● **Data records**
++++++++++++++++++++

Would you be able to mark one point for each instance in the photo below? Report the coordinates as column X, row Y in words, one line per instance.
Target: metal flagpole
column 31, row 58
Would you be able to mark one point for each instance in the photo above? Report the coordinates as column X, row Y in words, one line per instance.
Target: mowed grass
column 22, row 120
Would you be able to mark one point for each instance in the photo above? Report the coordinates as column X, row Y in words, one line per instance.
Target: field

++++++++++++++++++++

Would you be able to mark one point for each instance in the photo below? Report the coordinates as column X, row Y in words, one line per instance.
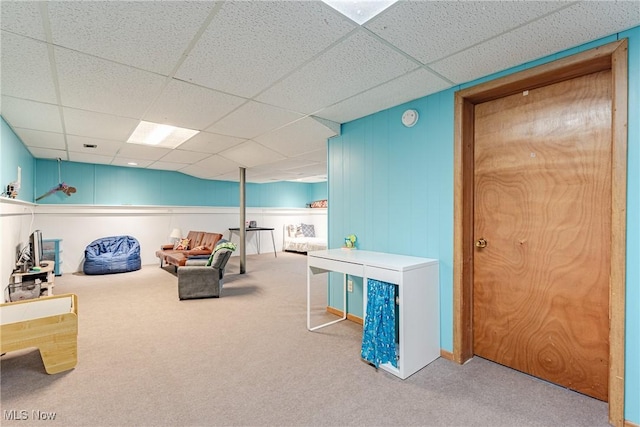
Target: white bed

++++++++++++++++++++

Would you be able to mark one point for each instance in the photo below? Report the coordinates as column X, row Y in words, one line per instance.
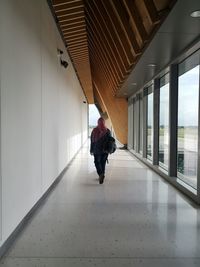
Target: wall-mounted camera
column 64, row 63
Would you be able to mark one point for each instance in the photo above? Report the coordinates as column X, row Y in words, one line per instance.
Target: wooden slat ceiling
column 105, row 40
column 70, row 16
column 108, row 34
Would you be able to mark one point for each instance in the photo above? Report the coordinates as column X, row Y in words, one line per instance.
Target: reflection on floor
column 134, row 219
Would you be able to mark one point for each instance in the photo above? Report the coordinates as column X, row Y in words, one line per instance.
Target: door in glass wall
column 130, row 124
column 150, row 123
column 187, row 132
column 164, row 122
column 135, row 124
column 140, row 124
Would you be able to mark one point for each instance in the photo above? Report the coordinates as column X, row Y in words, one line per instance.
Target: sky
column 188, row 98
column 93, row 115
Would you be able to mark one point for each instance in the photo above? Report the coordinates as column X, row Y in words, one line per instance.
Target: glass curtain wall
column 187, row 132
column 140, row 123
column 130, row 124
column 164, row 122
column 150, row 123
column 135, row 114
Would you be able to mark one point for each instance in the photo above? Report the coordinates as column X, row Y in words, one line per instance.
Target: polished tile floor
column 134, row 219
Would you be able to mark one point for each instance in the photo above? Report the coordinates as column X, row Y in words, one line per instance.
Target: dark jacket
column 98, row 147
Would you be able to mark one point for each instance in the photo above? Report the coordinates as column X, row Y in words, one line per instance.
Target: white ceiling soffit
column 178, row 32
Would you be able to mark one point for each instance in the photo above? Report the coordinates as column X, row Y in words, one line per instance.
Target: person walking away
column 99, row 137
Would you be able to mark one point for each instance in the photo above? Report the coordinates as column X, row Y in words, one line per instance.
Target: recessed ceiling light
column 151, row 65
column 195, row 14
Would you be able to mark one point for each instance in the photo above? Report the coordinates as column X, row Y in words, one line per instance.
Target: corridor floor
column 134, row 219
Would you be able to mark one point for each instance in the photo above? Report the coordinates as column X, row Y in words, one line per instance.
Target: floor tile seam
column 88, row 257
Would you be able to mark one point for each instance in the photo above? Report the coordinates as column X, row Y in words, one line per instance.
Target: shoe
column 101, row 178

++++++++++++++++++++

● **Exercise description**
Reproduce, character for character, only the lines of the preceding data that start at the line with "Target: mowed grass" and end at the line with "Target: field", both included.

● **Answer space**
Target: mowed grass
column 22, row 120
Would you be able to mark one point for each instance in the photo above? Report the coordinates as column X, row Y in words, one line per instance.
Target: field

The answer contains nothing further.